▶ _Document excerpt_:
Whereas regulatory welfare states are committed to promoting certain social policy goals (Benish and Levi-Faur, 2020; Hartlapp, 2020; Levi-Faur, 2013, 2014), markets, among which those for public procurement, are not. In the words of Braithwaite (2008: 198): ‘Markets do not make moral judgements. If they work more efficiently, they will more efficiently produce bads as well as goods’. Thereby, the question of how to influence markets and how to shape the results they produce, attracted growing attention and the thinking of possibilities to steer markets towards social outcomes has become increasingly strategic (Braithwaite, 2008: 59). As welfare states aim to promote social goals on the one hand and increasingly use markets, which are indifferent to these goals on the other, marketisation created a need to align the market-based delivery of services with the goals of welfare states. Given a broader move towards regulation as a primary mode of governance (Majone, 1997, 1997) and the persistence of social goals as a core consideration of regulatory welfare states (Levi-Faur, 2014, 2013) interest in strategically using public spending as a regulatory lever has grown (Hartlapp, 2020). Public procurement, the mechanism through which goods, works, and services are bought or contracted, is an important market. On OECD average, it accounted for about 12.6% of GDP in 2019 (OECD, 2021: 162), making procurement ‘one of state and governments’ most important jobs’. (Potoski, 2008: S58) In the vein of a search for efficiency and reduced public spending and a broader turn towards regulation as a mode of governance, increased attention has been paid to the regulatory potential of public procurement for promoting a variety of social (as well as environmental) goals.

▶ _Set tasks_:
A) List every distinct author or organization cited in the procurement passage.
B) According to the procurement passage, what share of GDP did public procurement account for on OECD average in 2019?
The material that comes after the procurement passage is separate from it.

▶ _Collected data_:
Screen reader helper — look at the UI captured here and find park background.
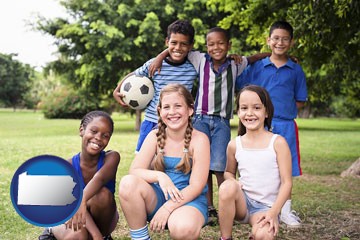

▶ _In response_:
A) Benish, Levi-Faur, Hartlapp, Braithwaite, Majone, OECD, Potoski

B) About 12.6% of GDP.